■ Assigned task ■
The records that follow are to be transcribed in full, leaving out each picture.

BEGIN

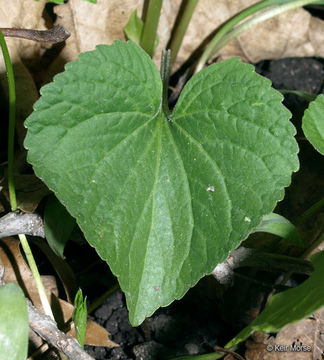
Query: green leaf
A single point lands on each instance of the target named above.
(58, 225)
(163, 202)
(56, 1)
(79, 316)
(289, 306)
(13, 323)
(313, 123)
(278, 225)
(134, 27)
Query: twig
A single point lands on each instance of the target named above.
(53, 36)
(46, 328)
(14, 224)
(250, 257)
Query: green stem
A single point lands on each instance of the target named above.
(102, 298)
(311, 211)
(151, 23)
(165, 75)
(37, 278)
(11, 184)
(183, 19)
(227, 33)
(12, 117)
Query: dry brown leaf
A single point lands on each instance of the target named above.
(16, 270)
(295, 33)
(21, 14)
(96, 335)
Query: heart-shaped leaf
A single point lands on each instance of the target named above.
(313, 123)
(162, 198)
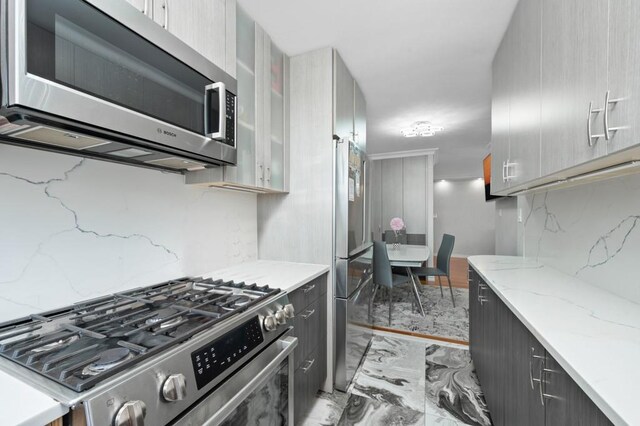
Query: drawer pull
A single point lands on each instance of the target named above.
(308, 366)
(531, 358)
(308, 313)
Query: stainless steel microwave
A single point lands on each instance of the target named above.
(98, 78)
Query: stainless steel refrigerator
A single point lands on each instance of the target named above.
(353, 261)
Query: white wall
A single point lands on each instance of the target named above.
(461, 210)
(73, 229)
(590, 231)
(506, 226)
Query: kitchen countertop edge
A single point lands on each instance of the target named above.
(23, 405)
(548, 337)
(287, 276)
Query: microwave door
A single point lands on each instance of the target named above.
(215, 111)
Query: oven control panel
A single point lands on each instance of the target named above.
(211, 360)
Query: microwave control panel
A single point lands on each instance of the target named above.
(231, 119)
(213, 359)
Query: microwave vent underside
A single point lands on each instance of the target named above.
(57, 137)
(71, 140)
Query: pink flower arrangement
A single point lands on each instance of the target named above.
(397, 224)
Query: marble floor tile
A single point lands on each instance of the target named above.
(441, 317)
(392, 373)
(393, 352)
(452, 387)
(327, 409)
(370, 412)
(432, 420)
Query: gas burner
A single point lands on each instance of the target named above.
(242, 300)
(162, 315)
(108, 359)
(58, 343)
(81, 345)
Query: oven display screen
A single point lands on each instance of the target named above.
(211, 360)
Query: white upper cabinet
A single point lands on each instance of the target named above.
(144, 6)
(199, 23)
(500, 117)
(262, 131)
(524, 98)
(208, 26)
(574, 76)
(623, 109)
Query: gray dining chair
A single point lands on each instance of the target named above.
(382, 275)
(443, 265)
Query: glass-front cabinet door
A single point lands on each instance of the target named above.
(262, 109)
(245, 171)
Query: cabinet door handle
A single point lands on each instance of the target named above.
(308, 366)
(531, 358)
(308, 313)
(607, 102)
(165, 6)
(508, 166)
(543, 384)
(591, 137)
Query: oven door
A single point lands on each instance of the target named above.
(104, 64)
(260, 390)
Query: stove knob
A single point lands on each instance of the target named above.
(270, 323)
(281, 317)
(288, 310)
(174, 388)
(132, 413)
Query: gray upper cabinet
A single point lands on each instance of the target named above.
(623, 108)
(524, 100)
(566, 81)
(574, 70)
(500, 117)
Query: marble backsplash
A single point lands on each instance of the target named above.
(73, 229)
(590, 231)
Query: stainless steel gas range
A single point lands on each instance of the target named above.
(184, 352)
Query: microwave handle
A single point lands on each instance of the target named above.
(221, 134)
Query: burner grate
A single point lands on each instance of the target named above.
(65, 345)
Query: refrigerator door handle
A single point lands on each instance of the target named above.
(364, 201)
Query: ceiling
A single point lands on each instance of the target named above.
(414, 60)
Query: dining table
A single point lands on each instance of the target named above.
(409, 256)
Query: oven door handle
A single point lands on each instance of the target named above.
(288, 345)
(221, 133)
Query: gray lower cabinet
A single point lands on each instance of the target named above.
(522, 383)
(310, 327)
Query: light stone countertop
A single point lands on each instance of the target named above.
(287, 276)
(23, 405)
(593, 334)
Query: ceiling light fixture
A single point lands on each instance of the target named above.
(421, 128)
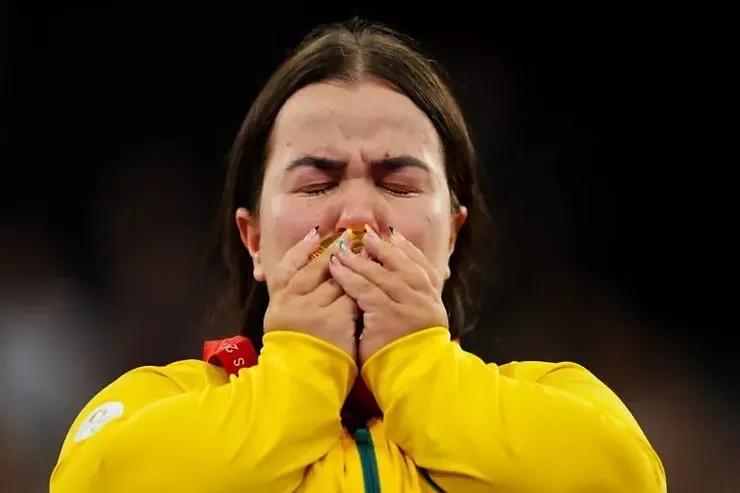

END

■ Response ■
Query: green leaf
A single point lands on each instance of the target named above.
(58, 225)
(163, 202)
(56, 1)
(79, 316)
(289, 306)
(13, 323)
(313, 123)
(278, 225)
(134, 27)
Query: twig
A single point lands on each instance of the target named above.
(53, 36)
(46, 328)
(14, 224)
(250, 257)
Query: green stem
A single point lands on each instance of the target named above.
(102, 298)
(311, 211)
(151, 23)
(165, 75)
(37, 278)
(11, 184)
(183, 19)
(227, 33)
(12, 117)
Query: dry brown leaf
A single point lands on each instance of the target named above.
(16, 270)
(295, 33)
(21, 14)
(96, 335)
Query: heart-shaped leaf
A single point lands on each instance of the target named above.
(313, 123)
(162, 198)
Query: drawer pull
A single point lands on each instance of the target named above.
(308, 366)
(531, 358)
(308, 313)
Query: stainless steel microwave
A single point lands on each instance of the target named above.
(98, 78)
Query: stainless steel refrigerator
A single point lands on each instance of the target named above.
(353, 261)
Query: white wall
A single point lands on each instance of the target named above.
(461, 210)
(73, 229)
(590, 231)
(506, 226)
Query: kitchen countertop edge
A single point lands on each instance of the target named above.
(23, 405)
(548, 337)
(287, 276)
Query: microwave door
A single point lands on each instance of the target named above.
(215, 111)
Query: oven control panel
A single point lands on each instance of the target named above.
(211, 360)
Query: microwave control panel
A single point lands on each instance of the target named above.
(231, 119)
(213, 359)
Query: microwave vent underside
A single point lands on each instance of the target named above.
(57, 137)
(71, 140)
Query: pink flower arrangement
A single point lands on each instance of the target named above.
(397, 224)
Query: marble floor tile
A single point lands on each instance of the target named above.
(441, 317)
(392, 373)
(393, 352)
(452, 387)
(327, 409)
(370, 412)
(432, 420)
Query: gas burner
A single point lands on each instance of the target named above.
(242, 300)
(162, 315)
(108, 359)
(58, 343)
(81, 345)
Query: oven display screen
A single point lands on each instance of the target named above.
(211, 360)
Query: white upper cabinet
A single point lands on each instance of the target named above.
(144, 6)
(199, 23)
(500, 117)
(262, 131)
(524, 98)
(208, 26)
(574, 76)
(623, 109)
Query: gray dining chair
A single point lands on each instance of the target named above.
(382, 275)
(443, 265)
Query: glass-front cabinet door
A single point lands on each instance of the target named above.
(262, 109)
(245, 171)
Query: cabinet door handle
A single point lands on each instance of the target named above.
(308, 366)
(531, 358)
(308, 313)
(607, 102)
(165, 6)
(508, 166)
(543, 384)
(591, 137)
Query: oven door
A single point lands on each instance of the target named above.
(104, 64)
(260, 390)
Query: stove knob
A single point lands on each instance of the target named above.
(270, 323)
(281, 317)
(288, 310)
(174, 388)
(132, 413)
Query: gray upper cabinet
A single point lands on each instance of the target named above.
(623, 108)
(524, 100)
(566, 81)
(574, 70)
(500, 117)
Query: marble backsplash
A single point lands on each instance of the target named above.
(73, 229)
(590, 231)
Query: stainless steel gas range
A single point lands on each instance of the target named above.
(184, 352)
Query: microwave handle
A single point lands on each instance of the target named above.
(221, 134)
Query: burner grate
A single point lands on each instance of the target named above.
(65, 345)
Query: refrigerator door handle
A single point lands on each instance of the target named above.
(364, 201)
Query: ceiling
A single point lands on each instance of the target named above.
(414, 60)
Query: dining table
A single point lands on each instance of the target named above.
(409, 256)
Query: oven door handle
A single point lands on each instance of the target named above.
(288, 345)
(221, 133)
Query: gray lower cabinet
A single point lands on each instance of the target named above.
(522, 383)
(310, 327)
Query: light stone countertop
A single point lands on each instance of the target named above.
(287, 276)
(23, 405)
(593, 334)
Query: ceiling light fixture
A single point lands on each instance of the target named above.
(421, 128)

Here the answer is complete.